**Stated goal:**
Answer these questions from the project description that follows:
(a) Which algorithm was chosen for object detection?
(b) In which lab, and at which institute, was the project developed?
(c) What camera model was used, and where was it mounted?

**Reading text:**
Jaume Albardaner

Active vision system for searching detecting and localizing objects in a real assistive apartment.

Home
Assistive

Level: Big project (Bachelor's thesis)
GitHub Repository: Privated
Grade: A (9.5 out of 10)
Publication: https://upcommons.upc.edu/handle/2117/354403

What is an "Active vision system for searching detecting and localizing objects in a real assistive apartment"?

As the name of the project implies, this system has to detect certain objects, and if one is detected, it is able to deduct its location within the assistive apartment. An "assistive" apartment is like any other apartment, with the difference that it has been prepared for people who may have a harder time performing everyday tasks. Whatever the reason may be.

The apartment

The project has been developed in the Perception and Manipulation lab, at the Institut de Robòtica i Informàtica Industrial.
This lab includes a simulation of an apartment:

The project

This project was separated in three parts, the first two being the main scope of the project and the last one being a later addition:

Object detection
Efficient search
Robot commanding

Object detection

In order to be able to locate objects within the apartment, the system had to first be trained to recognize those objects. After surveying the state of the art in object detection, YOLOv4 was chosen as the algorithm to use. However, in order to use it a dataset with the images of the objects that had to be detected had to be obtained.

The dataset

The lab had part of the YCB object set available, which is why initially I set out to find if somebody had previously uploaded such a dataset.

Initially it seemed that somebody had done exactly that, as it can be seen in the following website: https://okabe.dev/ycb-video-dataset-download-mirror/.
However, after training a model with the entire dataset, not only did it not detect the objects, it detected additional objects where there were none.
Thereafter, I set out to generate my own dataset taking into consideration everything that has to be accounted for:

Pose change

Lighting change

Occlusion

Afterwards, I relied on the tool provided in the YOLO repository to label the objects that appeared in eavery picture individually:

The camera

The camera that was used in this project was an Amcrest IP3M-941W-UK. It was located at the ceiling of the simulated apartment.

(Entries for labeling object positions)

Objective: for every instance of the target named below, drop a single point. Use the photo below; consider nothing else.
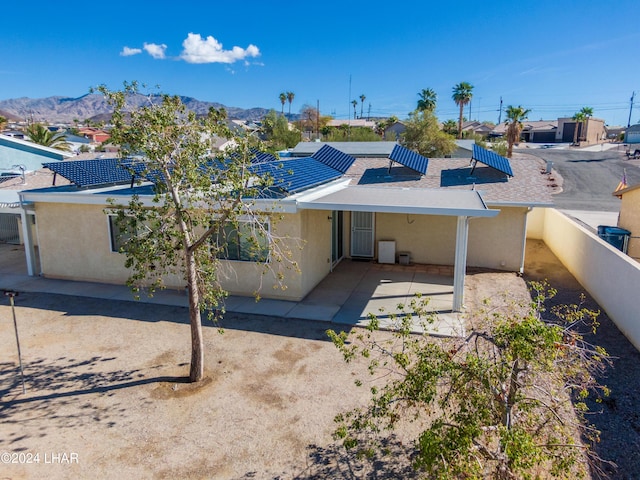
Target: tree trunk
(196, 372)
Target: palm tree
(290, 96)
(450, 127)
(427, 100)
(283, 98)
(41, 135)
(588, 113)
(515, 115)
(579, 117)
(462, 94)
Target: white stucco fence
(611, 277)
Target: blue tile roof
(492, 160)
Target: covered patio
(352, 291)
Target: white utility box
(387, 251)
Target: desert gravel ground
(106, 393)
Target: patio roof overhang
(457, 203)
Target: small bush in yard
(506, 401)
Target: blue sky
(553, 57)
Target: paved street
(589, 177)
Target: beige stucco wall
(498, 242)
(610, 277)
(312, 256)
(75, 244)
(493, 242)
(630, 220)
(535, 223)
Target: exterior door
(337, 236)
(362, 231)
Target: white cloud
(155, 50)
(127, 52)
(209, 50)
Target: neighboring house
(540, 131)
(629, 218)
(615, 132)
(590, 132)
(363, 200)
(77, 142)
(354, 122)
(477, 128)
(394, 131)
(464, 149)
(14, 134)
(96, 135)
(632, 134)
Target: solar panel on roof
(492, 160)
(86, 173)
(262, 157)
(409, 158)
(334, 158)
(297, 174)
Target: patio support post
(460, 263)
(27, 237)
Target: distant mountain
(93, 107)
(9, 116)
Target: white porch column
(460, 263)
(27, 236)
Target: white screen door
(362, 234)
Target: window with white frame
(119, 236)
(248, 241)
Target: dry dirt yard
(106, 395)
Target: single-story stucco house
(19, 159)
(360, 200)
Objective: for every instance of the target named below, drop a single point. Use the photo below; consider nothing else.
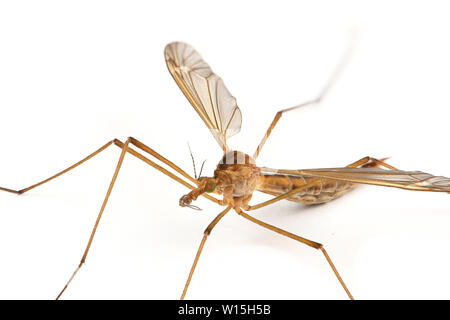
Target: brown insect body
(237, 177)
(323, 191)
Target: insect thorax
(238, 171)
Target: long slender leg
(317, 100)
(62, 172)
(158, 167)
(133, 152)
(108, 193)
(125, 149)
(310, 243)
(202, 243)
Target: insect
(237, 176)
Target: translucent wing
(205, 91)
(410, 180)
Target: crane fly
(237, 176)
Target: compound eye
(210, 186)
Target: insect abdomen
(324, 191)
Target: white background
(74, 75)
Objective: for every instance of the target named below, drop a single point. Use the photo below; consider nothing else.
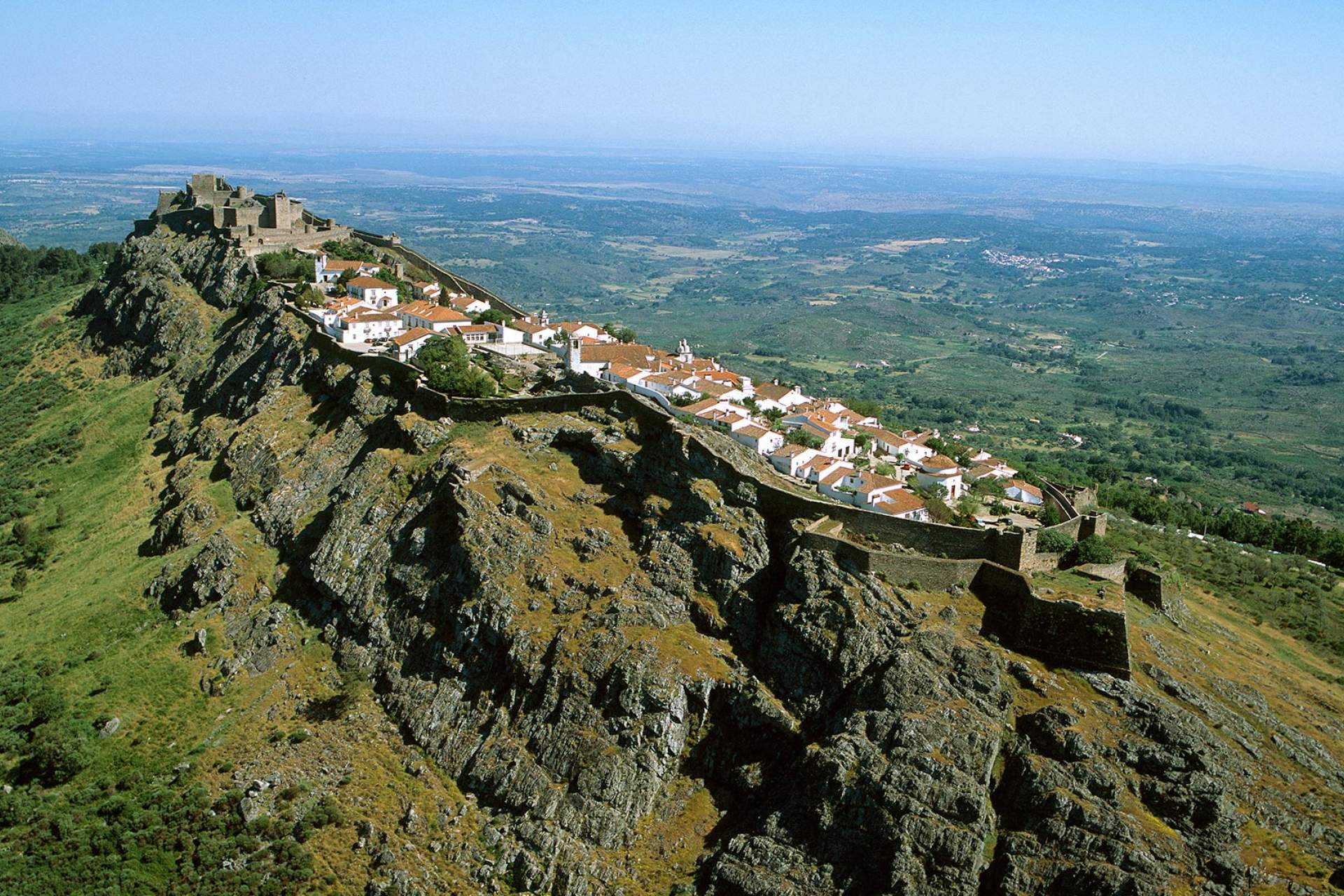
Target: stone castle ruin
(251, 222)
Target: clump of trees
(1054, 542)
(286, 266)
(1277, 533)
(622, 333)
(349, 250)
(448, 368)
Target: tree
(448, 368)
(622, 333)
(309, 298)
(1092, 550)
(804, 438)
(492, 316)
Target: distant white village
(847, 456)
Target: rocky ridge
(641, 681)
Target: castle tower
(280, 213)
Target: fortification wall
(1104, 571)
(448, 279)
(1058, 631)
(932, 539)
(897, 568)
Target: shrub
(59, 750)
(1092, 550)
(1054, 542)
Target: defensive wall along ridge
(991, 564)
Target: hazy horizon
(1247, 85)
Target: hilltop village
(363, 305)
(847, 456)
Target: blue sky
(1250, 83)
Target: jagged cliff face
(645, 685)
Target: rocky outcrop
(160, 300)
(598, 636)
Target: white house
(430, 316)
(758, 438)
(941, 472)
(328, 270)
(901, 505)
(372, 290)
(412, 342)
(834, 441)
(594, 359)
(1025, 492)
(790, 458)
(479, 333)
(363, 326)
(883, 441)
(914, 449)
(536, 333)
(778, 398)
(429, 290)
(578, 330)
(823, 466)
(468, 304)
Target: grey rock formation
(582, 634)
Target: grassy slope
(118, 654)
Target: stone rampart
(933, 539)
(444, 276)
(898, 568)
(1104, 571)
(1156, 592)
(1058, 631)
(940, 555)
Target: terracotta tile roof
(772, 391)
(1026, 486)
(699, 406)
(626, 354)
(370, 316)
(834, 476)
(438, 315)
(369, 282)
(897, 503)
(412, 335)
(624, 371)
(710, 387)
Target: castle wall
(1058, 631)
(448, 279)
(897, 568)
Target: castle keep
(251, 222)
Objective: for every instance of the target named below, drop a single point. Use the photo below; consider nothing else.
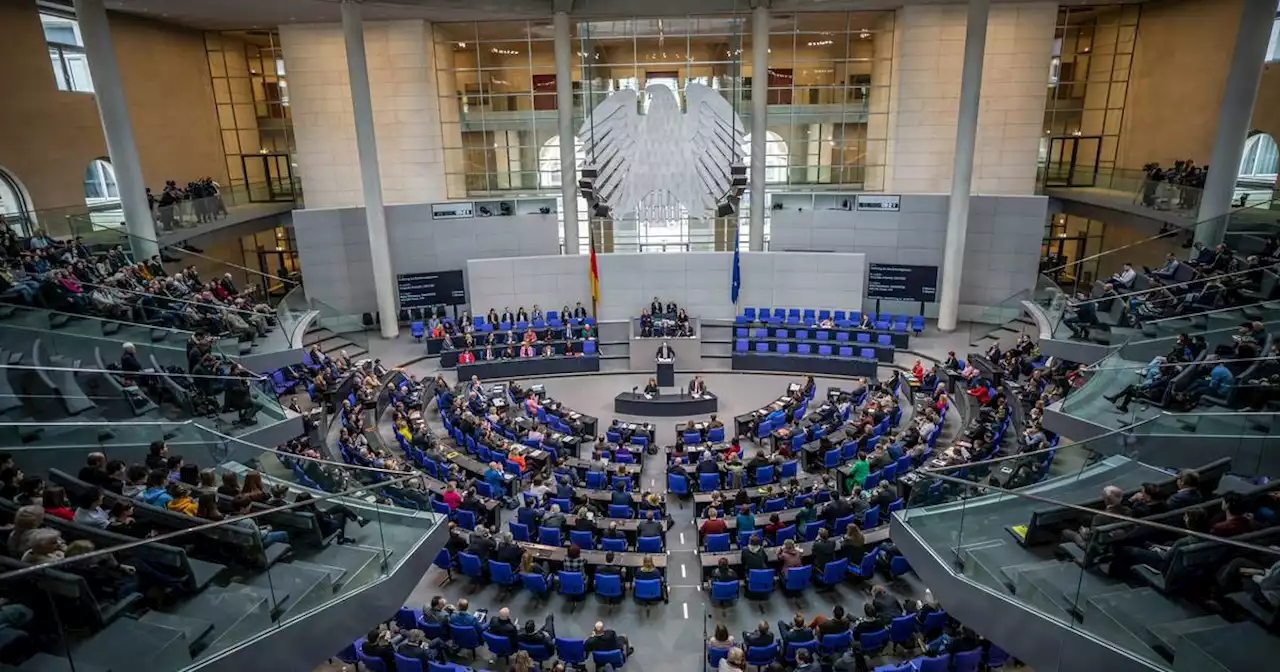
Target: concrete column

**Answer to this task:**
(a) YOLOv4.
(b) The Perception and Manipulation lab at the Institut de Robòtica i Informàtica Industrial.
(c) An Amcrest IP3M-941W-UK, mounted on the ceiling of the simulated apartment.